↓↓↓

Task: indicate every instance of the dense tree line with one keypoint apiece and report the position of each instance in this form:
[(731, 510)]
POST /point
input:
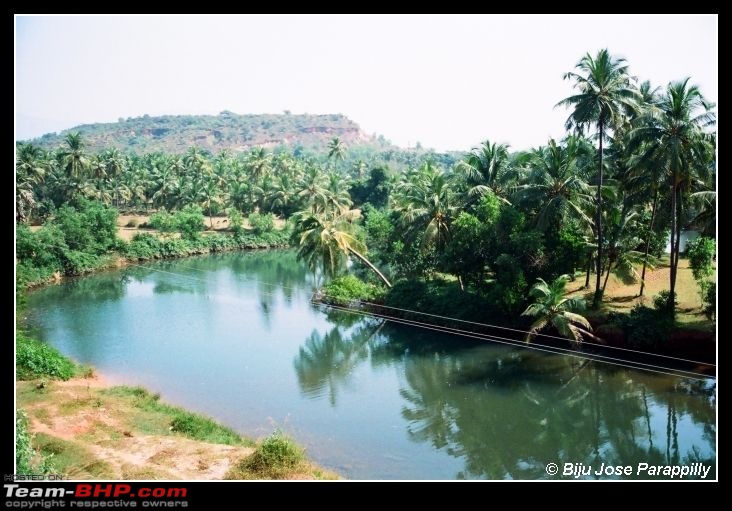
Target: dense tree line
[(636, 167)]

↑↑↑
↓↓↓

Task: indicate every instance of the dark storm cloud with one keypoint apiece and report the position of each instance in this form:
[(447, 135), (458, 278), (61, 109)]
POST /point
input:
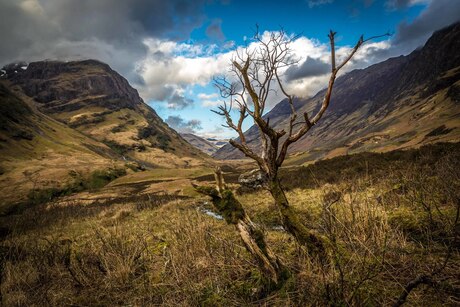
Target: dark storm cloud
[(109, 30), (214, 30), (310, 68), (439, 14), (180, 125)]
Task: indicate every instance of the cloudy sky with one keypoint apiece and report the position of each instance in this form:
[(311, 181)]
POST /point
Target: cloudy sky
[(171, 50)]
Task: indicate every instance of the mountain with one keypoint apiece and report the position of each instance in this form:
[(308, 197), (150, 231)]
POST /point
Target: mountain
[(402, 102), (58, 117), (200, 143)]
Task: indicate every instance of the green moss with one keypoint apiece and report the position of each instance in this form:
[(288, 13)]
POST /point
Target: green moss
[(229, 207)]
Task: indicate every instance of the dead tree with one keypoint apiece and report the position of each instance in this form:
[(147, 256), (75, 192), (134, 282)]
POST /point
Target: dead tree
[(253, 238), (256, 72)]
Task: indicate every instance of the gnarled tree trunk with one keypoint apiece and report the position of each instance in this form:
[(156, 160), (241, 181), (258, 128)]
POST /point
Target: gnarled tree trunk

↑↑↑

Update the items in the stretch from "Task: indicate every instance of the dark" through "[(229, 207)]" so that "keypoint" becomes "marker" with nothing else changed, and return only those lines. Leave the pictures out of your answer.

Task: indicate every instance of the dark storm cloud with one marker apiece and report the position of each instance in this form:
[(447, 135), (458, 278), (61, 109)]
POST /point
input:
Target: dark storm cloud
[(109, 30), (214, 30), (310, 68), (439, 14), (180, 125)]
Task: indicate every instance of the cloudy sky with one marker apiece and report the position of each instance in this form:
[(311, 181)]
POST /point
Target: cloudy sky
[(171, 50)]
Task: indicate every instance of the mountain with one marker apiece and report the position of each instance in this form:
[(308, 197), (150, 231)]
POST /point
Target: mountain
[(402, 102), (58, 117), (200, 143)]
Task: indicate every instance of the green moss with one marker apiece and report the position of each instance in this form:
[(288, 13)]
POST /point
Target: green moss
[(229, 207)]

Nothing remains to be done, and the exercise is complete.